Top of Data for this task

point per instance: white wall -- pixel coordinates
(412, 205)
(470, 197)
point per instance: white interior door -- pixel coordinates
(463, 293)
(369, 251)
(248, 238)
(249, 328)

Bottom of Data for this task

Exercise directions:
Transcribe all of the data, keeping every line identical.

Exercise result:
point per instance: white wall -- pixel coordinates
(412, 205)
(470, 197)
point per instance: white interior door -- pixel coordinates
(463, 293)
(369, 251)
(248, 238)
(249, 328)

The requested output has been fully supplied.